§ TEXT SECTION

Start of Block

Police log 10,000 indecent exposure cases, but fewer than 600 reach court
Women are facing an “epidemic” of flashing and other forms of indecent exposure, with police in England and Wales recording more than 10,000 cases last year but taking fewer than 600 people to court over them, Guardian analysis reveals.
The findings come after Wayne Couzens was reported for repeated instances of alleged indecent exposure in the years and days before he raped and murdered Sarah Everard, but faced no action. Police accepted they may have had enough clues to identify the police officer as a threat to women sooner, amid fears that flashing is a gateway to other sex crimes.
One in 10 women have been subjected to indecent exposure, and more than 113,000 last year, according to the Office for National Statistics (ONS) and Crime Survey for England and Wales.
Police recorded 10,775 cases of “exposure and voyeurism” in the year to March 2020, the ONS shows, while just 594 suspects were taken to court, resulting in 435 guilty verdicts, Ministry of Justice figures for 2020 reveal.
The victims’ commissioner for England and Wales said indecent exposure was rarely taken seriously by police. Vera Baird urged police forces to rigorously record and investigate reports of indecent exposure, as potential precursors to more serious sexual offences.
“It really seems to be an epidemic,” Baird said. “I hardly know a woman who hasn’t been flashed. It clearly is endemic and it needs to be taken seriously, particularly because I think that attitude that it discloses is quite risky.”
Her comments came as Boris Johnson gave his backing to Cressida Dick, the Metropolitan police commissioner, saying “we can trust the police” but admitting “there is a problem” with the way violence against women was handled.
In 2015 a male motorist reported Couzens driving naked from the waist down, while days before Everard’s disappearance he is alleged to have exposed himself to a female staff member at a McDonald’s restaurant.

End of Block

§ EXCERPTED DATA
Start of Block

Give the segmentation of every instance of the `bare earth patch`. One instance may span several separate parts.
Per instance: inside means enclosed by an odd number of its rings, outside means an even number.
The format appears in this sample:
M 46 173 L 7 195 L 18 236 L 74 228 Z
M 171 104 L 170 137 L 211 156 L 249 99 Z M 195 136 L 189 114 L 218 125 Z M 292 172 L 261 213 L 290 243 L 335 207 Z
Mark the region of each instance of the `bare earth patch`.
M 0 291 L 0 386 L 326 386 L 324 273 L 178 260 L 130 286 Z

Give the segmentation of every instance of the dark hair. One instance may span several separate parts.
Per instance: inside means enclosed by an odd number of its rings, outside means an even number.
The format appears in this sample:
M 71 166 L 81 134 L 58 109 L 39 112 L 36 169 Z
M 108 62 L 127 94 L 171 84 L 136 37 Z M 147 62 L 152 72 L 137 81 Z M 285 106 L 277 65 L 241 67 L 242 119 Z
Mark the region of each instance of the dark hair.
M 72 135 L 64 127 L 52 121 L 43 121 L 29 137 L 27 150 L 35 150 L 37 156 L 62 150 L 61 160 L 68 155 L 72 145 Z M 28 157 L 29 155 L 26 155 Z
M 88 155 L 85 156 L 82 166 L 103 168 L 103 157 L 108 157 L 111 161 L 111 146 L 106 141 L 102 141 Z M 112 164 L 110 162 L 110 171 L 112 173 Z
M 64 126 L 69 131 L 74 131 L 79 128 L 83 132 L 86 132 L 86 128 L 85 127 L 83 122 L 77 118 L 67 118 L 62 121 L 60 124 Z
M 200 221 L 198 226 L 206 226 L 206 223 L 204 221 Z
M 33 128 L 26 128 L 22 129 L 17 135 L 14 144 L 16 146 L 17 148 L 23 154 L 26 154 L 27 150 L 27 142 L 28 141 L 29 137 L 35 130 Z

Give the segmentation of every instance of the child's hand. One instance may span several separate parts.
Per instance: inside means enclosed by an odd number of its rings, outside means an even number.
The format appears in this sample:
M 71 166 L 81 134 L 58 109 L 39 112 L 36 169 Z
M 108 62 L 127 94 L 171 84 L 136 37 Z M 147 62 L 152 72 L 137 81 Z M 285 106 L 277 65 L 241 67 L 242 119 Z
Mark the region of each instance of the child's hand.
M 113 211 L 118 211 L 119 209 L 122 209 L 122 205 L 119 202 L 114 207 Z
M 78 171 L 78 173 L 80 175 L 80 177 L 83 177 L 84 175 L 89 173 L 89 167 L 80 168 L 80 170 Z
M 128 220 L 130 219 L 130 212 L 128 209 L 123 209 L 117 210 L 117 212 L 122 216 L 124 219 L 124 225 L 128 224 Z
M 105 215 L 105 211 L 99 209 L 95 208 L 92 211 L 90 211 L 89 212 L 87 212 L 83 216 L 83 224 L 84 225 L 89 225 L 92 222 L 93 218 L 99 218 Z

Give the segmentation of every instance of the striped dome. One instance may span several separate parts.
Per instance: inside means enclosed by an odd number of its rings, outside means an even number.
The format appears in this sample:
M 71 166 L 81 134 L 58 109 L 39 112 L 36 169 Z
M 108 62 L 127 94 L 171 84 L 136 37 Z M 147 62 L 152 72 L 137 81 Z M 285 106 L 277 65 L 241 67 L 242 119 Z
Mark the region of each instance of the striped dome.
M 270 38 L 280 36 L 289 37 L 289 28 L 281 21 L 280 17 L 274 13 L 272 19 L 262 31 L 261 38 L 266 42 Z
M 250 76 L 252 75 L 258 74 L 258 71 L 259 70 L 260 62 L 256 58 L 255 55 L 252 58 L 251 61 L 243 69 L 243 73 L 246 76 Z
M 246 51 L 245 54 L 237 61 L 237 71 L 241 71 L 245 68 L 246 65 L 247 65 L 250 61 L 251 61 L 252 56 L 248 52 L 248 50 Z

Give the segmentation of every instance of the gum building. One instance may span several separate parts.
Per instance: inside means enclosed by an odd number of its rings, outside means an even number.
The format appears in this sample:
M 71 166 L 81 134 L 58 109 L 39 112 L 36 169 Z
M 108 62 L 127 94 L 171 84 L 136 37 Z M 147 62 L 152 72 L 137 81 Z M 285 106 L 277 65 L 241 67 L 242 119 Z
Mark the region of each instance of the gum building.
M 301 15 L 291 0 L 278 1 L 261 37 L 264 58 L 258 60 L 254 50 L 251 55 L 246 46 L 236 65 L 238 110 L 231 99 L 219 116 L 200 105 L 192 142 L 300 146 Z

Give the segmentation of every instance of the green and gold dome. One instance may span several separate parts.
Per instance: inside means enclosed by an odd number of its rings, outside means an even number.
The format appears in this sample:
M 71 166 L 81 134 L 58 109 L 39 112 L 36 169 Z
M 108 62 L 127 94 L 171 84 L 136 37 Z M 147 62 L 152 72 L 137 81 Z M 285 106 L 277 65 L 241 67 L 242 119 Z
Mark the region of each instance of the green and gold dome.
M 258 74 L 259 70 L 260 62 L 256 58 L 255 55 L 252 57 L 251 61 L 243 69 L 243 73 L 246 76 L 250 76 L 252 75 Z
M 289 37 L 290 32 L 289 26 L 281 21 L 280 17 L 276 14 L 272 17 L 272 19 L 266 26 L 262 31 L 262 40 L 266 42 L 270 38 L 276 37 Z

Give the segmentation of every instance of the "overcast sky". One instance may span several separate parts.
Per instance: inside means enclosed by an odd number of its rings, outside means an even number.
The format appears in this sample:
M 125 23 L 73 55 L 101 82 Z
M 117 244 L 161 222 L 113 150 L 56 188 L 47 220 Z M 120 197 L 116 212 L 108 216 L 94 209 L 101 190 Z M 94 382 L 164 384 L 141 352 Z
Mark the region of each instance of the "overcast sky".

End of Block

§ TASK A
How many guilty verdicts does the article on indecent exposure cases report from the suspects taken to court?
§ TASK B
In the article on indecent exposure cases, rewrite the passage starting with "In 2015 a male" and going on through "a McDonald’s restaurant.", replacing "male motorist" with "passing driver".

§ EXERCISE RESULT A
435

§ EXERCISE RESULT B
In 2015 a passing driver reported Couzens driving naked from the waist down, while days before Everard’s disappearance he is alleged to have exposed himself to a female staff member at a McDonald’s restaurant.